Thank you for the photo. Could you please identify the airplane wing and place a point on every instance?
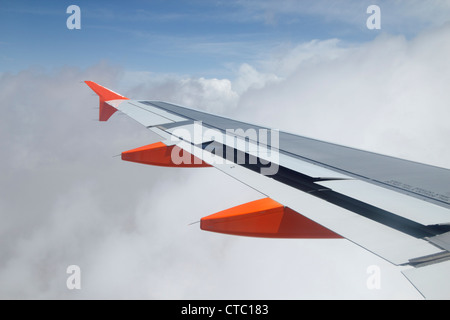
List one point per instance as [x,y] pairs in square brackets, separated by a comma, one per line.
[394,208]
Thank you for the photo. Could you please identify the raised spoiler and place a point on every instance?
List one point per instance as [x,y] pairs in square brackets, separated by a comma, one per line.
[261,218]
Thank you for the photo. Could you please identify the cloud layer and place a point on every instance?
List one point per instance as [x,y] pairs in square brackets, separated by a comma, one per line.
[66,200]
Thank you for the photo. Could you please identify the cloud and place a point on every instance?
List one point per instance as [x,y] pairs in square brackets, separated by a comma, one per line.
[65,199]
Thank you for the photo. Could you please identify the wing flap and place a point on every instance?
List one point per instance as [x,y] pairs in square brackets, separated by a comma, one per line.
[431,280]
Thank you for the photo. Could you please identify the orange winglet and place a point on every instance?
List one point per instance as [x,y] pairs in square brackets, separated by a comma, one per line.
[265,218]
[159,154]
[106,111]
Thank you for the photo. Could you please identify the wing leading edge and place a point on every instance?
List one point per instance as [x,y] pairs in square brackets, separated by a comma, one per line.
[397,209]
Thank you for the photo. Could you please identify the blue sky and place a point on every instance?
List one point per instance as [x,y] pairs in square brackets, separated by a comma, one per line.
[190,37]
[187,37]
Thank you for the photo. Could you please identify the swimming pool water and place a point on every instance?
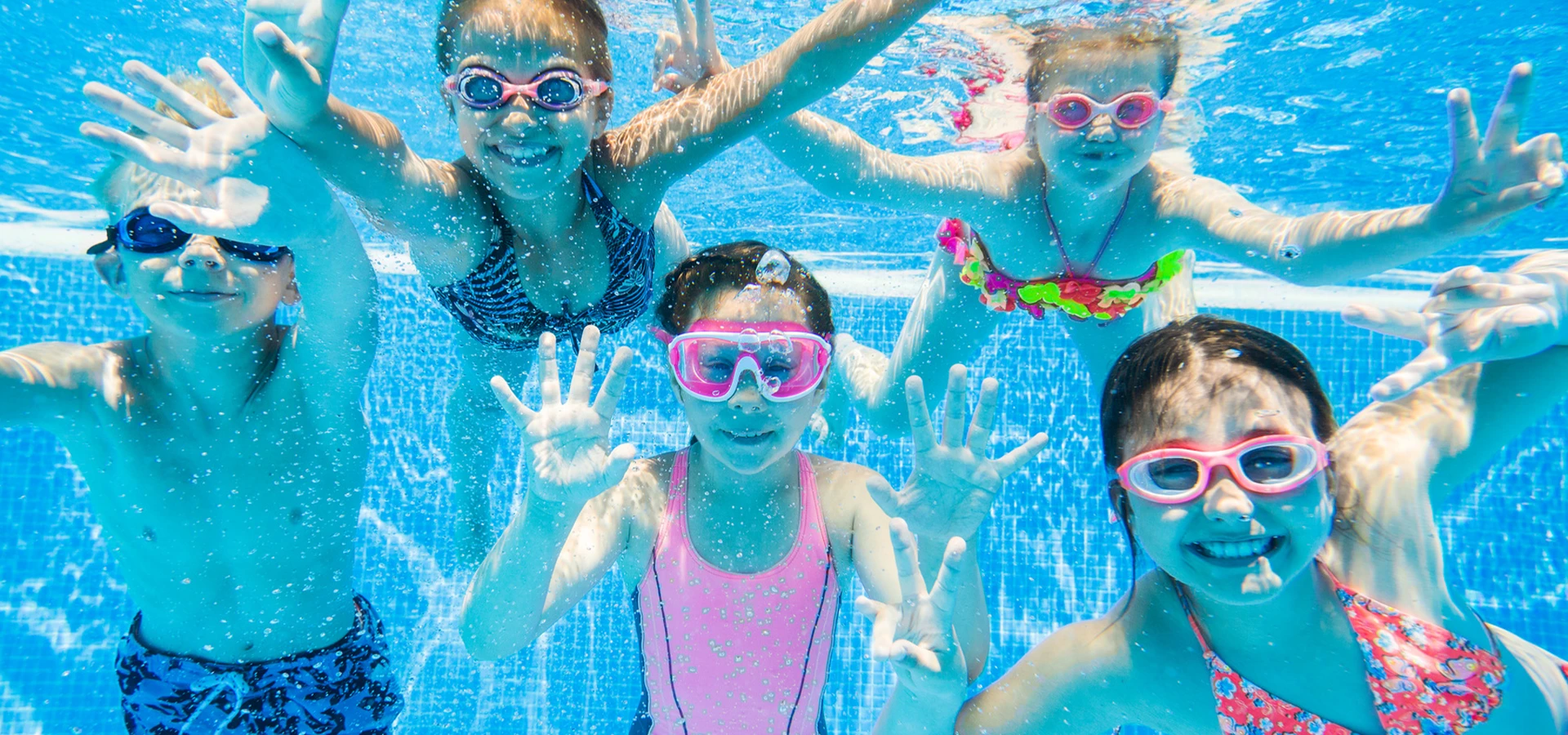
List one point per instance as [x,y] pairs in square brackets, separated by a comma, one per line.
[1314,105]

# WHAT YOU HAVE TO DO
Using the data above, print every line exactly, omitting pictures.

# TASK SOLUTION
Thank you for the photo. Could you please identify the airplane wing and place a point on every instance?
List one point per instance as [x,y] pairs in square brackets, separated by a comma, one per line.
[394,208]
Thank you for the photo. Could you please identify the raised spoiler and place a point on every instance?
List one point per instance as [x,y] pairs in square brackets, separated by a comma, one per line.
[261,218]
Thank you for the photo. Could you please identify the cloud layer and place a point on every instance?
List one point per instance as [x,y] pairs in square brackets, separated by a comma, one per line.
[66,200]
Thank you for the photo. Could you please identify the cloud and place a point on every instance?
List one point per instance as [x,y] pairs in square brackets, separated by a comma, one per line.
[65,199]
Thank you for the photo. Could you please identify the wing flap and place a point on every instance?
List one point per instance as [x,y] pairs in square brackets, separated by a comma, one per line.
[431,280]
Thank you for the photo. Could you please identify the orange winglet and place a point on every instance?
List one point per instance as [x,y] pairs in square brackets, separated by a comma, one per line.
[265,218]
[159,154]
[106,111]
Thank you for the photo. Could you please identify the wing leading edge and place a point on every instance?
List one point per instance as [x,y] pairs in square brackets, separated by a comma, one per line.
[397,209]
Thank you for the photo. Could you please identify the blue sky and place a point on every instance?
List one point per instance as [x,y] pairs in square brackets, separated by a comma, one per line.
[190,37]
[187,37]
Thank you for the photo. Could you please identify the swimming pool water and place a point on every instance?
List one point per instance as [x,y] pairs in square brackets, separated by a comma, one per line.
[1314,105]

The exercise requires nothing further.